--- WRITTEN INSTRUCTION ---
Scale the records from the line with "Please pick out the hand" through the end of the records, repeating those lines with their requests and multiplying every x and y coordinate in the answers by 2.55, rounded to whole numbers with halves rounded up. Leave all other lines unchanged, including the requests and their format samples.

--- SOURCE RECORDS ---
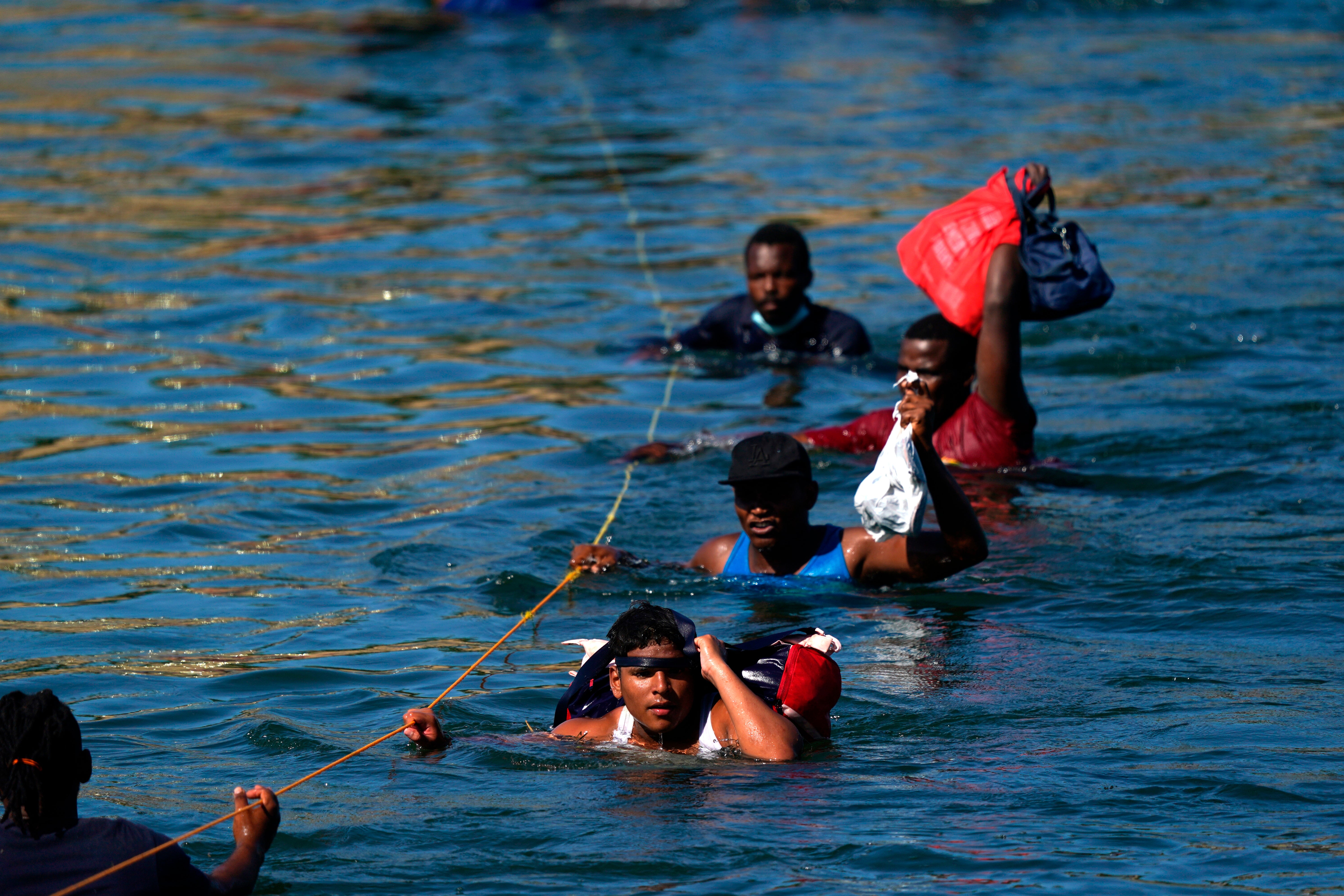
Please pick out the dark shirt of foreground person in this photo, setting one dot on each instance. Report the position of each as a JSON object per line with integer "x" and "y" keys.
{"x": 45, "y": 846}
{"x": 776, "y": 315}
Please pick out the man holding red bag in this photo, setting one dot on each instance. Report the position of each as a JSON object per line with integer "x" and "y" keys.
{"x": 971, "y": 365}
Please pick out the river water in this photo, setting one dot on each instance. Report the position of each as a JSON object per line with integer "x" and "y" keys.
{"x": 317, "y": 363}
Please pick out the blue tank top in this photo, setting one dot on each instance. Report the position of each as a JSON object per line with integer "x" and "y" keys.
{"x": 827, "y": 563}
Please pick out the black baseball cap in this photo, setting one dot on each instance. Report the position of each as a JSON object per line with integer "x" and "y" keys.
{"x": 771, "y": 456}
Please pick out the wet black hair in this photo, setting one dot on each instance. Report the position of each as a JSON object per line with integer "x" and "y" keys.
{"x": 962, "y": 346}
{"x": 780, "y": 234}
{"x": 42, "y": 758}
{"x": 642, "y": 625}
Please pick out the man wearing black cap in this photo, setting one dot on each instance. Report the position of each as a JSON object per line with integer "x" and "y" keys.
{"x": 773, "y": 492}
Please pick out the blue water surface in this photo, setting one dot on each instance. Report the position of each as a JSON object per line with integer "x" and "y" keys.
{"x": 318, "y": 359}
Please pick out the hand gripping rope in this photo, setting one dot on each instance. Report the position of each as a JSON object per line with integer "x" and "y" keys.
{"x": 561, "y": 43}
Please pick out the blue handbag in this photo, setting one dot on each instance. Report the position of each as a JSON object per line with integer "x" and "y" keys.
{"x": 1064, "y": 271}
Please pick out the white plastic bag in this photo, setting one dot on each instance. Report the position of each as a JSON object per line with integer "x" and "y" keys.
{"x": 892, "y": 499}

--- WORKED ANSWER ---
Please pick out the hand gripping rope in this photo, setting one dot on each instance. Report the position of each as a JSON object per line with integer "x" and "y" keys.
{"x": 1431, "y": 110}
Please pick out the blue handbag in this photo, setting one dot on each instance. Report the position of each as a JSON object per line with integer "x" and "y" keys.
{"x": 2713, "y": 691}
Please pick out the white plastic bag in this photo, setting one dot on each instance. Report the position of each as a JSON object per line with integer "x" and "y" keys.
{"x": 2275, "y": 1272}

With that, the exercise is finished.